<<<<

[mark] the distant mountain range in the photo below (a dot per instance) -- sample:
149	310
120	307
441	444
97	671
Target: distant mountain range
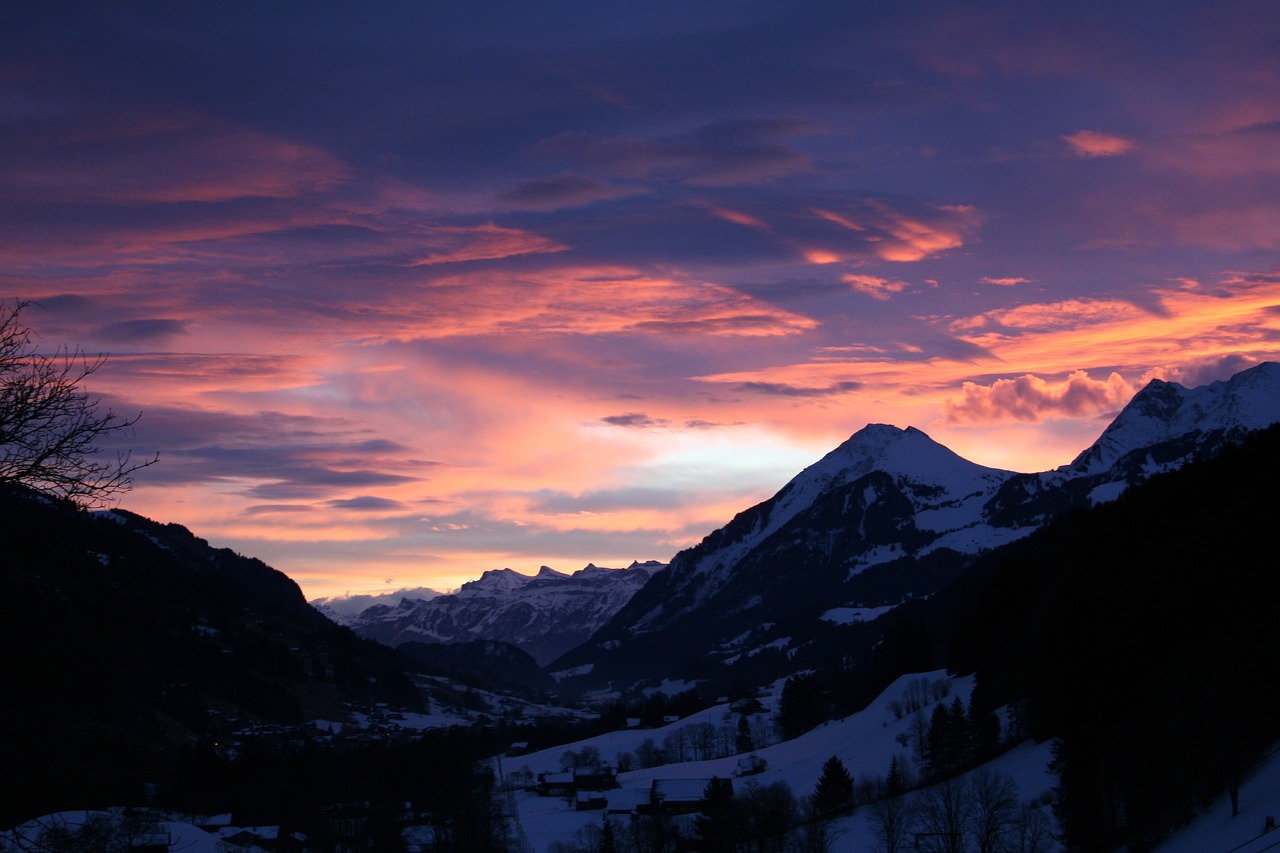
887	516
544	615
344	609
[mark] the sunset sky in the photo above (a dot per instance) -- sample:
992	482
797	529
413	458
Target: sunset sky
408	291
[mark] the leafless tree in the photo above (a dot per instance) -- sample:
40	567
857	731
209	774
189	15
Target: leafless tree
892	822
50	428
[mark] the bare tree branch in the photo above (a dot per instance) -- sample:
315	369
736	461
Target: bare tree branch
50	428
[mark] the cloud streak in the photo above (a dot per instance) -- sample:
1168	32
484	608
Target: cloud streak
429	292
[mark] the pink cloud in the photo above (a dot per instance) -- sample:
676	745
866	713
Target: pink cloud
1092	144
449	245
873	286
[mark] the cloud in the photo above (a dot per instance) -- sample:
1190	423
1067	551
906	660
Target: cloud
566	190
635	420
1092	144
726	153
1048	316
784	389
874	286
1031	398
156	158
452	245
365	502
142	331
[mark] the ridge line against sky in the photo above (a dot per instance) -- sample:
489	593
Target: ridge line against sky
411	291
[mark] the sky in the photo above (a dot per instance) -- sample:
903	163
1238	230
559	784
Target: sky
410	291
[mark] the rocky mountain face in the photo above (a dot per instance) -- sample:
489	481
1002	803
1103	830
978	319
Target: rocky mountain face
887	516
545	614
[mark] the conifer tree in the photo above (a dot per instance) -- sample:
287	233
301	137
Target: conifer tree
835	790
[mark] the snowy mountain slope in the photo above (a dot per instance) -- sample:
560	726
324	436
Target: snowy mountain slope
928	487
864	742
344	609
544	614
1165	411
887	516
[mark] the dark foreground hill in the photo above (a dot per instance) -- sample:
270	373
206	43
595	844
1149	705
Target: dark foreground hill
1142	634
127	641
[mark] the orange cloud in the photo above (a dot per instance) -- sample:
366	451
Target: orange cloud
1031	398
452	245
583	301
912	240
1092	144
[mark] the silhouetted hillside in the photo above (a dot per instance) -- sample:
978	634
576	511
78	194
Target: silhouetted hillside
128	641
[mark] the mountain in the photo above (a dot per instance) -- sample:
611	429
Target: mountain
344	609
544	615
128	641
887	516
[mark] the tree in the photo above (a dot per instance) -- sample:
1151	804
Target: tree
743	742
50	428
995	810
892	822
835	790
717	825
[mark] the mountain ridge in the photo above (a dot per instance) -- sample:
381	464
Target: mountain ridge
887	515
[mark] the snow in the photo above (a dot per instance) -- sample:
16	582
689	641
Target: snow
1217	830
865	742
1166	410
848	615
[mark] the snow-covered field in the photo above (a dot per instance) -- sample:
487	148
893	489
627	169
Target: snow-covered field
865	742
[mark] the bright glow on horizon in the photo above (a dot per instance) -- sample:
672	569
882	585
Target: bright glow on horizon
426	306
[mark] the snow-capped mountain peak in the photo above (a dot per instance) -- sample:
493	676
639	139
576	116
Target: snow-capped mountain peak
543	614
1165	411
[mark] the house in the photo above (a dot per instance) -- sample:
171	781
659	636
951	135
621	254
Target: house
681	796
556	784
590	799
602	778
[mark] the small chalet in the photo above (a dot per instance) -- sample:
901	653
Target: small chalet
590	799
681	796
556	784
595	778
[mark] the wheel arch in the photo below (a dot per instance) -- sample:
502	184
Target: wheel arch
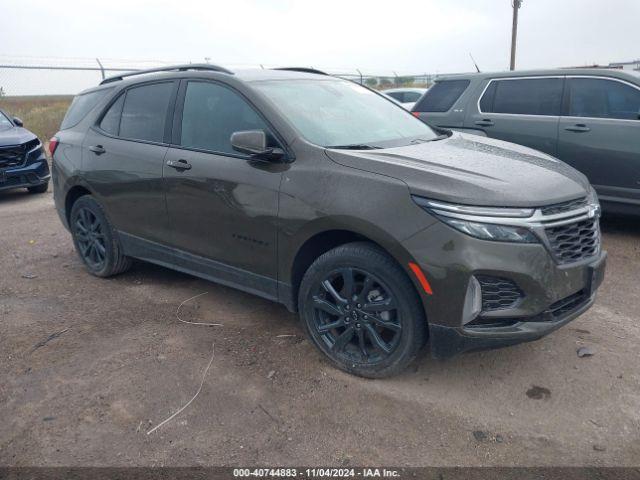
73	194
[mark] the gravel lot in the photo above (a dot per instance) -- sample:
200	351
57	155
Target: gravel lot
88	366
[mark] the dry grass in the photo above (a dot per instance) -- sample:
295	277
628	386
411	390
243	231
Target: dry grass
40	114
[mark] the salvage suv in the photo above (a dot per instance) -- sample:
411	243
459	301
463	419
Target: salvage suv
313	191
588	118
22	160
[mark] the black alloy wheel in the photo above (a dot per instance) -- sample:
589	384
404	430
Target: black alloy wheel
95	239
359	307
356	315
91	239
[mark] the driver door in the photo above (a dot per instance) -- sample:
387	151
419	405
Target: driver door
222	205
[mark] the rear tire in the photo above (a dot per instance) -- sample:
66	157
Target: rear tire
39	188
361	310
95	239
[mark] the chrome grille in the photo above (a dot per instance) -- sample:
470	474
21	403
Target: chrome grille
564	207
12	156
574	241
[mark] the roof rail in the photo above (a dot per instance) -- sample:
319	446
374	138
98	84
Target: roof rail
172	68
302	69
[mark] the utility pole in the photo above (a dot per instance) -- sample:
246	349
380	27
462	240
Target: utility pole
516	4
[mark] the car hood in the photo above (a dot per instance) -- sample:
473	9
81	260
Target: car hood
473	170
15	136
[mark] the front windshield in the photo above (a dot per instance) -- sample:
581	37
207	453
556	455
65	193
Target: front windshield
4	122
339	113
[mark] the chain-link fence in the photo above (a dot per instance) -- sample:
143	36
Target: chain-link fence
39	89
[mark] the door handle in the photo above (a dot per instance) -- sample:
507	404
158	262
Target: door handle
179	164
97	149
579	128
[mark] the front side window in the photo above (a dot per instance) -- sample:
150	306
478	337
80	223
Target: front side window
212	113
534	96
144	112
442	96
600	98
337	113
80	106
5	123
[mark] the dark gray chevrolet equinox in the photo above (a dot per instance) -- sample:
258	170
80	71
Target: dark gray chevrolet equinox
323	195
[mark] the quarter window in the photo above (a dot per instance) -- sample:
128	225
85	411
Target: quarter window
396	96
145	111
411	96
81	105
442	96
111	121
536	96
600	98
212	113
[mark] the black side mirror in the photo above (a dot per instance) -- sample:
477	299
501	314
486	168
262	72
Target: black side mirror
254	143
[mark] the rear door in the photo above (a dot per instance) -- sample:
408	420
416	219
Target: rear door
520	110
223	206
123	157
600	134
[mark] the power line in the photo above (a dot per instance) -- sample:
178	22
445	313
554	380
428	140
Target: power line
515	4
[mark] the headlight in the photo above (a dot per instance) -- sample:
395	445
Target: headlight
476	221
488	231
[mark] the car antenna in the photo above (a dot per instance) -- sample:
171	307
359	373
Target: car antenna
474	62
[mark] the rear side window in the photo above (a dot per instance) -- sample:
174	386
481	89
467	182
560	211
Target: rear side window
144	112
442	96
80	106
536	96
212	113
600	98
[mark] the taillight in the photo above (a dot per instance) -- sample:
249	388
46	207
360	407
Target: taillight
53	144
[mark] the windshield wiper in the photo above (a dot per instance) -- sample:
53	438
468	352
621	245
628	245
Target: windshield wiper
355	146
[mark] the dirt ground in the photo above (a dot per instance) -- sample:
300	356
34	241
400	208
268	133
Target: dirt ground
89	365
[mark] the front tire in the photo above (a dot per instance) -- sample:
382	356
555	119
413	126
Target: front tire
360	309
95	239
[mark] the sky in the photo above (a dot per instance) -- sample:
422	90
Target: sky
408	37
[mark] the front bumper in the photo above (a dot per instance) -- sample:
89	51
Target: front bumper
552	294
30	175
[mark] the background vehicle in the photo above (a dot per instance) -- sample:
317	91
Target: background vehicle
588	118
22	160
407	97
376	229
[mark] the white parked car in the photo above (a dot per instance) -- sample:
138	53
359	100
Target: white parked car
407	97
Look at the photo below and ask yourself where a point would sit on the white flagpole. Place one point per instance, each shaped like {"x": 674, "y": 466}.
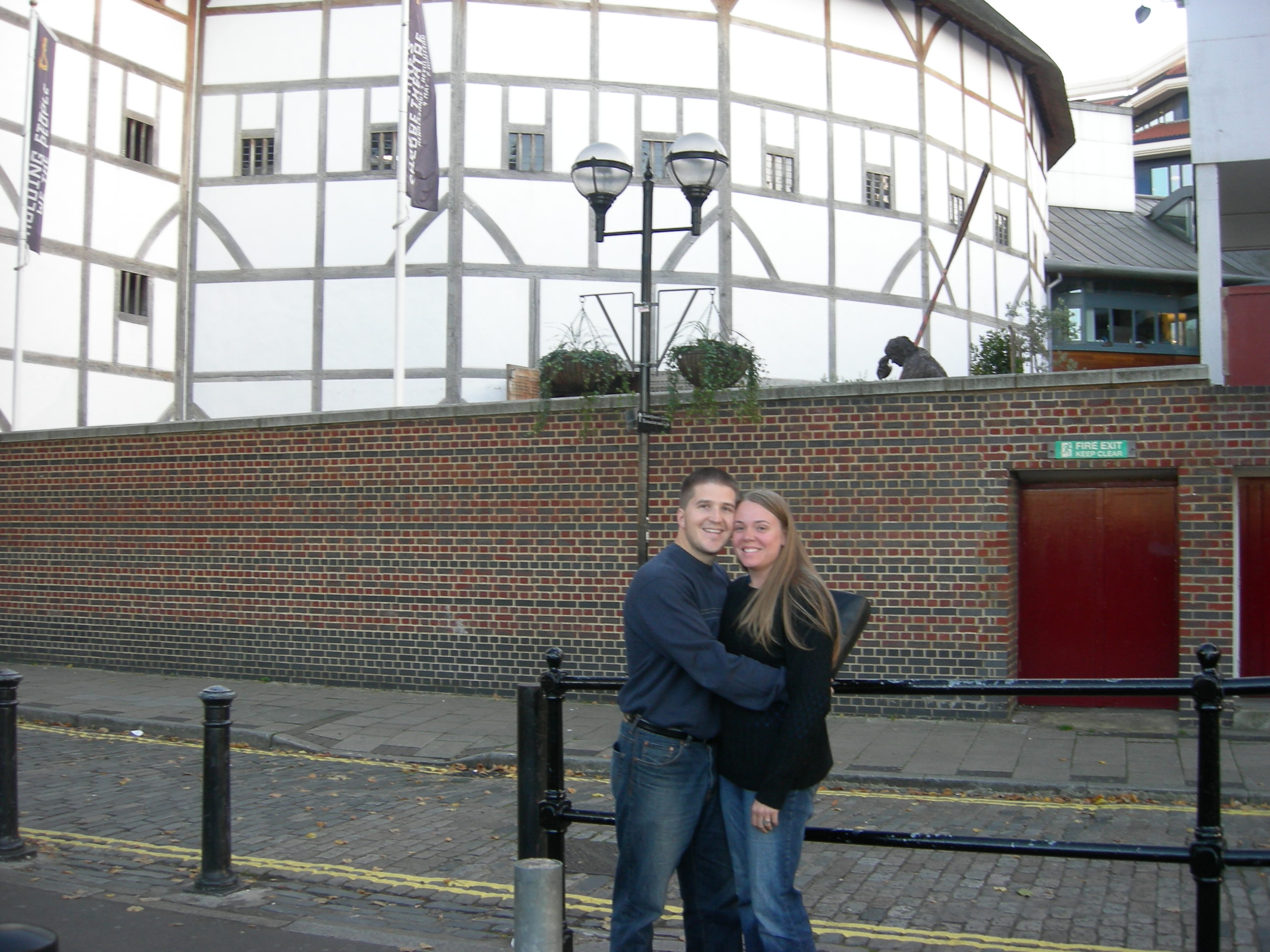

>>>>

SHORT EXERCISE: Turn the entries above, from the line containing "[mark] the front bumper" through the end of the entries, inclusive, into a Markdown table with the columns Row and Entry text. Skip blank lines and leave the pictures out.

OUTPUT:
| Row | Entry text |
|---|---|
| 1 | [mark] the front bumper in the photo above (a dot per instance) -- sample: |
| 2 | 89	51 |
| 3 | Target: front bumper |
| 4 | 552	294 |
| 5 | 30	175 |
| 6 | [mark] the background vehicle in the photo above (a dot per instance) -- sample: |
| 7 | 317	91 |
| 8 | Target: background vehicle |
| 9 | 588	118 |
| 10 | 22	160 |
| 11 | 407	97 |
| 12 | 376	229 |
| 13 | [mark] the white parked car in the photo above (a dot per instance) -- sample: |
| 14 | 138	53 |
| 15 | 359	100 |
| 16 | Target: white parked car |
| 17 | 407	97 |
| 18 | Look at the photo below and ask yourself where a point would sit on the white flagpole. Place one point per instance, each shaped like {"x": 674, "y": 466}. |